··· WORKING DATA ···

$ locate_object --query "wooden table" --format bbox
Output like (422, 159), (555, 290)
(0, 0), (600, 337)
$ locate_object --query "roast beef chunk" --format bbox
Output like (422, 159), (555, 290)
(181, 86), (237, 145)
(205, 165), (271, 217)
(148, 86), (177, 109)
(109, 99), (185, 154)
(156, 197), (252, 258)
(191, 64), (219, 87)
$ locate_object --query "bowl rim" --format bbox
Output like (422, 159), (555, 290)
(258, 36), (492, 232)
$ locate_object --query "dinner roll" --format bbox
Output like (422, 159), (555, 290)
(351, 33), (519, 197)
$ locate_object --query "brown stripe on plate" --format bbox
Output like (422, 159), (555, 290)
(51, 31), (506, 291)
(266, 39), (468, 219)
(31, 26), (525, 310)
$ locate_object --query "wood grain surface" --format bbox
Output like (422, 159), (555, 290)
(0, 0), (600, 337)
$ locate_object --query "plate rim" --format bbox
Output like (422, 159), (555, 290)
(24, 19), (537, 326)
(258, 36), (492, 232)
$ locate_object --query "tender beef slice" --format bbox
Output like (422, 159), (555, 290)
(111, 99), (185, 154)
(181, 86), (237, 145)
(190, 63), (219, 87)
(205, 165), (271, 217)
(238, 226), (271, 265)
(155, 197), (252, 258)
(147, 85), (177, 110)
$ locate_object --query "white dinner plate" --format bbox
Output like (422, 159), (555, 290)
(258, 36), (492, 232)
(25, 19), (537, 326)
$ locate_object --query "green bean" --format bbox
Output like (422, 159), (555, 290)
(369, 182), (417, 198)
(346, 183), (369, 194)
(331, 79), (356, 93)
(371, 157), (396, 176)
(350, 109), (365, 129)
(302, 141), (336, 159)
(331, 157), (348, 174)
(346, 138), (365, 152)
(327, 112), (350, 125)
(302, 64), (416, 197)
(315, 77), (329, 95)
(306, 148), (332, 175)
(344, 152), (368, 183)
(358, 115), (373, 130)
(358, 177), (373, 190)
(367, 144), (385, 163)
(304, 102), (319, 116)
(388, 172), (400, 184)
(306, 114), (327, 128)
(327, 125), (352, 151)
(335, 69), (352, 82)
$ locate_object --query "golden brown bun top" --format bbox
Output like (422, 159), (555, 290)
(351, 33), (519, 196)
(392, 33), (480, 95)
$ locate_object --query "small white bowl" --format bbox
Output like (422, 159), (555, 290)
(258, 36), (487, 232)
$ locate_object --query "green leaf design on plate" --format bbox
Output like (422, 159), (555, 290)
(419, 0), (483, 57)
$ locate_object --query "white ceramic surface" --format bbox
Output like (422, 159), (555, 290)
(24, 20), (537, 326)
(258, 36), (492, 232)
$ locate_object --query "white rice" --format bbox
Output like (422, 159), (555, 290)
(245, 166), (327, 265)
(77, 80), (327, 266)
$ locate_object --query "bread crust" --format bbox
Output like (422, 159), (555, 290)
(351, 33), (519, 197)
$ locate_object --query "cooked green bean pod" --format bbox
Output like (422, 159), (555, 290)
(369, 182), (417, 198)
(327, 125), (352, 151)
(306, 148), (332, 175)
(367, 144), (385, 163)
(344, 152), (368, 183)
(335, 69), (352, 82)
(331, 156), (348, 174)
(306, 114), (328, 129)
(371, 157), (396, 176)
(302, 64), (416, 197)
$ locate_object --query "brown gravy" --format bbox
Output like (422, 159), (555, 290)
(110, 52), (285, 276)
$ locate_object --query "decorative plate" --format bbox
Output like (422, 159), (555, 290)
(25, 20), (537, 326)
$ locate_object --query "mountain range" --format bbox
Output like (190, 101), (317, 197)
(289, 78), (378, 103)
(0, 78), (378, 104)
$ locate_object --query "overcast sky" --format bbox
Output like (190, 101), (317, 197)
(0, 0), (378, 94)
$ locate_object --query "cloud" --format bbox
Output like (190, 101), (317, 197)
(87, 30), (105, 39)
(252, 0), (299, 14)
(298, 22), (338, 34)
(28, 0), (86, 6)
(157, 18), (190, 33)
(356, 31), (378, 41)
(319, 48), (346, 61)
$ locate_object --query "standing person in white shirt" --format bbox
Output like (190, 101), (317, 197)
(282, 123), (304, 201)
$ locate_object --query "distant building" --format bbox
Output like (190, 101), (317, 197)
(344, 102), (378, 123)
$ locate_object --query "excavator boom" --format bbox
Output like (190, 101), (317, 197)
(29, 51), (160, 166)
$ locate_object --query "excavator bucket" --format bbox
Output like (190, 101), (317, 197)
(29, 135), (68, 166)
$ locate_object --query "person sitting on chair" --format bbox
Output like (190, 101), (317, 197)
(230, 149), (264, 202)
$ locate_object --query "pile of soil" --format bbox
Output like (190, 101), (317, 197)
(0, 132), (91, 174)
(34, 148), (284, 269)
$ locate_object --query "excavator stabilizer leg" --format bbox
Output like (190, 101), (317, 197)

···

- [TASK OBJECTIVE] Copy out all of the entries above, line for line, without changing a single character.

- [RESULT FOR THIS TASK]
$ locate_object --query "wooden table" --format bbox
Output like (422, 159), (555, 290)
(0, 0), (600, 337)
$ locate_object --query "roast beef chunk" --format bbox
Output like (422, 159), (555, 290)
(181, 86), (237, 145)
(205, 165), (271, 217)
(148, 86), (177, 109)
(109, 99), (185, 154)
(156, 197), (252, 258)
(191, 64), (219, 87)
$ locate_object --query "bowl rim" --format bbox
Output like (422, 159), (555, 290)
(258, 36), (492, 232)
$ locate_object --query "dinner roll" --format bbox
Output like (422, 159), (555, 290)
(351, 33), (519, 197)
$ locate_object --query "brown stripe on plate" --format bbox
Output like (422, 159), (555, 290)
(51, 31), (506, 291)
(266, 39), (468, 219)
(31, 26), (525, 310)
$ locate_object --query "wood grain surface" --format bbox
Output like (422, 159), (555, 290)
(0, 0), (600, 337)
$ locate_object --query "plate rim" --format bbox
Output like (422, 159), (555, 290)
(24, 19), (537, 326)
(258, 36), (492, 232)
$ locate_object --query "tender beef slice" --format bbox
Output like (422, 159), (555, 290)
(111, 99), (185, 154)
(181, 86), (237, 145)
(190, 63), (219, 87)
(205, 165), (271, 217)
(238, 226), (271, 265)
(155, 197), (252, 258)
(147, 85), (177, 110)
$ locate_object --query "white dinner plate" --format bbox
Output like (422, 159), (555, 290)
(258, 36), (492, 232)
(25, 19), (537, 326)
$ locate_object --query "green bean" --format bbox
Output like (422, 159), (555, 290)
(369, 182), (417, 198)
(346, 183), (369, 194)
(331, 79), (356, 93)
(371, 157), (396, 176)
(350, 109), (365, 129)
(302, 141), (336, 159)
(331, 157), (348, 174)
(346, 138), (365, 152)
(327, 112), (350, 125)
(302, 64), (416, 197)
(315, 77), (329, 95)
(306, 148), (332, 175)
(344, 152), (368, 183)
(358, 115), (373, 130)
(358, 177), (373, 190)
(367, 144), (385, 163)
(304, 102), (319, 116)
(388, 172), (400, 184)
(306, 114), (327, 128)
(327, 125), (352, 151)
(335, 69), (352, 82)
$ locate_object --query "golden brown bun top" --format bbox
Output like (422, 159), (555, 290)
(351, 33), (519, 196)
(392, 33), (480, 95)
$ locate_object --query "small white bowl" --format bbox
Output like (422, 159), (555, 290)
(258, 36), (487, 232)
$ locate_object --query "green leaf design on plate" --format bbox
Output like (422, 159), (555, 290)
(419, 0), (483, 57)
$ locate_object --query "white ceramic surface" --format bbox
Output like (422, 159), (555, 290)
(24, 20), (537, 326)
(258, 36), (492, 232)
$ locate_object --query "white rice" --format bbox
Output like (422, 159), (555, 290)
(245, 166), (327, 265)
(77, 80), (327, 266)
$ locate_object --query "bread crust" --format bbox
Output like (422, 159), (555, 290)
(351, 33), (519, 197)
$ locate_object --query "cooked green bean pod" --format bbox
Output like (422, 159), (555, 290)
(369, 182), (417, 198)
(327, 125), (352, 151)
(306, 148), (332, 175)
(367, 144), (385, 163)
(344, 152), (368, 183)
(335, 69), (352, 82)
(331, 156), (348, 174)
(306, 114), (328, 129)
(371, 157), (396, 176)
(302, 64), (416, 197)
$ locate_object --query "brown gravy" --format bbox
Output like (422, 159), (555, 290)
(110, 52), (285, 276)
$ locate_object --query "decorative plate" --format bbox
Output like (422, 159), (555, 290)
(25, 20), (537, 326)
$ locate_object --query "mountain range" --format bbox
Output like (190, 101), (317, 197)
(289, 78), (378, 103)
(0, 78), (378, 104)
$ locate_object --query "overcast sky" --format bbox
Output like (190, 101), (317, 197)
(0, 0), (378, 94)
$ locate_object --query "cloud" --format bbox
Output like (190, 101), (317, 197)
(87, 30), (105, 39)
(252, 0), (299, 14)
(298, 22), (338, 34)
(28, 0), (86, 6)
(157, 18), (190, 33)
(356, 31), (378, 41)
(319, 48), (346, 61)
$ locate_object --query "standing person in white shirt" --format bbox
Output like (190, 101), (317, 197)
(282, 123), (304, 201)
$ locate_object --query "distant building" --format bbox
Output like (190, 101), (317, 197)
(344, 102), (378, 123)
$ locate_object --query "excavator boom" --format bbox
Output like (190, 101), (317, 197)
(29, 51), (160, 166)
$ locate_object --query "excavator bucket" --format bbox
Output like (190, 101), (317, 197)
(29, 135), (68, 166)
$ locate_object --query "person sitting on chair" --format bbox
Output like (190, 101), (317, 197)
(230, 149), (264, 202)
$ locate_object --query "pile of soil" --format bbox
Output like (190, 101), (317, 197)
(0, 132), (91, 174)
(34, 148), (284, 269)
$ locate_object --query "excavator stabilizer leg" --format bbox
Output like (190, 101), (317, 197)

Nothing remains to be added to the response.